■ Passage to read ■
┌──

3
Introducing
I’m working on an e-mail box where later I have to filter the messages by senders. But the problem is in coding some "subjects".
i make a connection to the mail server through the function imap_open;
$mail_box = imap_open("{" . $incoming_server . ":" . $port . "/imap/ssl/novalidate-cert}INBOX", $username, $password) or die();
then I get the header information through the function imap_headerinfo
$header = imap_headerinfo($mail_box, $num_da_mensagem);
Between these two steps I do not manipulate anything. Everything has been sorted internally via PHP itself.
Difficulty
The problem is that when I give one print_r in that $header['Subject'] the return of some records will bring an encoded string like this:
[subject] => =?utf-8?B?UkVTOiBSRVM6IFtFWFRFUk5BTF0gUmU6IEluZm9ybWHDp8O1ZXMgc29icmUg?= =?utf-8?B?YSBBdGl2YcOnw6NvIGRvcyBQcm9kdXRvcyBlIFNlcnZpw6dvcyBDb250cmF0?= =?utf-8?Q?ados_-_WJINTERNET?=
To decode I tried to use the htmlentities and another custom function that I explain below.
function convert_encoding ($string, $to_encoding, $from_encoding = '') {
if ($from_encoding == '')
$from_encoding = $this->detect_encoding($string);
if ($from_encoding == $to_encoding)
return $string;
return mb_convert_encoding($string, $to_encoding, $from_encoding);
}
function detect_encoding($string){
if (preg_match('%^(?: [\x09\x0A\x0D\x20-\x7E] | [\xC2-\xDF][\x80-\xBF] | \xE0[\xA0-\xBF][\x80-\xBF] | [\xE1-\xEC\xEE\xEF][\x80-\xBF]{2} | \xED[\x80-\x9F][\x80-\xBF] | \xF0[\x90-\xBF][\x80-\xBF]{2} | [\xF1-\xF3][\x80-\xBF]{3} | \xF4[\x80-\x8F][\x80-\xBF]{2} )*$%xs', $string))

└──

■ Stored records ■

┌──

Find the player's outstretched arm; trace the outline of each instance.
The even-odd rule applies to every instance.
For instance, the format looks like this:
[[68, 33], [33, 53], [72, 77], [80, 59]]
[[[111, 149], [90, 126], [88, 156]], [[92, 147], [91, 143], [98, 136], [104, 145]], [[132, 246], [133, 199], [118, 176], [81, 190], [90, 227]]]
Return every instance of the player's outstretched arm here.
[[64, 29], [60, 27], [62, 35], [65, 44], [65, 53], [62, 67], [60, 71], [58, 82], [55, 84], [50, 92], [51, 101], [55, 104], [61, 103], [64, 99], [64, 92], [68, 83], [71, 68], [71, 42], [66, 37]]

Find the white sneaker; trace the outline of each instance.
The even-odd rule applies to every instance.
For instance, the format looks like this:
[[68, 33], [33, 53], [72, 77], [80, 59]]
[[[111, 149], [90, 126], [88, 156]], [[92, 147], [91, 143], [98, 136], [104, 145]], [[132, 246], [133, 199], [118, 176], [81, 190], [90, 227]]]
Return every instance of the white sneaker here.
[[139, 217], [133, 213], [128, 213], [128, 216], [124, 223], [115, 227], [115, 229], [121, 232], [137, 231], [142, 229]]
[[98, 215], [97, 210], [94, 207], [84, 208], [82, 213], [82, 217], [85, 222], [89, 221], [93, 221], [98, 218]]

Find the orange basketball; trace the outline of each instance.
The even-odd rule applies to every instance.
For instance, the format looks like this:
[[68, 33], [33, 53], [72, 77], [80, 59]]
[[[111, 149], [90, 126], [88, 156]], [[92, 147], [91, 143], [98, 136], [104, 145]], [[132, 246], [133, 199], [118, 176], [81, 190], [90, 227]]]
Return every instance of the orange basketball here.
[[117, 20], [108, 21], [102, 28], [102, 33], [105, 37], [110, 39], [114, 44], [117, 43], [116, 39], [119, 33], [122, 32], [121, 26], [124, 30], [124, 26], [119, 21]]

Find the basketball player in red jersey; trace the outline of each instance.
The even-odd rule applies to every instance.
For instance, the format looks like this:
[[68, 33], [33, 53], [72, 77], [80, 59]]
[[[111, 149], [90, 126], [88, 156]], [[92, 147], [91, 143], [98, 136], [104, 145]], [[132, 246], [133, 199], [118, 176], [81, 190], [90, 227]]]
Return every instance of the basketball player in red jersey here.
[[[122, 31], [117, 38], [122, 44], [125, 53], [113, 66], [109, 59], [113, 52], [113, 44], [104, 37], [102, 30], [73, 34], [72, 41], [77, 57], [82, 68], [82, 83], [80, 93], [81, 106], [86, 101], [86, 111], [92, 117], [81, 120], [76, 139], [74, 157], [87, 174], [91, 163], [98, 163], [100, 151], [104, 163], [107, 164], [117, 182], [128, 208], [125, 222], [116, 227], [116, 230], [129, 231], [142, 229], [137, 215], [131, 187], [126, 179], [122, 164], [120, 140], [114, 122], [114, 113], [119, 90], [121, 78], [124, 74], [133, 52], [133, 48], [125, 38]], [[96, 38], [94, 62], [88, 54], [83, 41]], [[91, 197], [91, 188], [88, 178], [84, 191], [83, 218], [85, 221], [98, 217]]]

└──

■ Short problem A ■
In the post about decoding IMAP email subjects, what does the custom convert_encoding function do when it is called without a source encoding, and when does it hand back the string unchanged? Answer in one to three sentences.
■ Short problem B ■
According to the post about decoding IMAP email subjects, which PHP function retrieves the header information of a message?
■ Short problem C ■
Continue the post about decoding IMAP email subjects, starting after its last line.

■ Task result A ■
If no source encoding is passed, convert_encoding calls detect_encoding on the string to find it. If that source encoding matches the target encoding, it returns the string as it is. Otherwise it converts the string with mb_convert_encoding.

■ Task result B ■
imap_headerinfo

■ Task result C ■
return 'UTF-8';
return mb_detect_encoding($string, array('UTF-8', 'ASCII', 'ISO-8859-1', 'JIS', 'EUC-JP', 'SJIS'));
}
So it would look like this: convert_encoding ($header['Subject'], 'UTF-8');
But... nothing happens. Certainly because it is not an encoding but a predefined formatting (suspect). Therefore it is opportune to say that I also did not understand yet the reason for having some normal records and others like this.
What I need
I wonder why some messages are coming with the Subject coded and others not. Understanding the root of the problem can help me see a different horizon to reach a viable solution.
If it is a purely technical problem, if possible, what technique can I use to try to convert this encoding to something readable?
Great. I learned one more. Thank you so much for sharing this knowledge. .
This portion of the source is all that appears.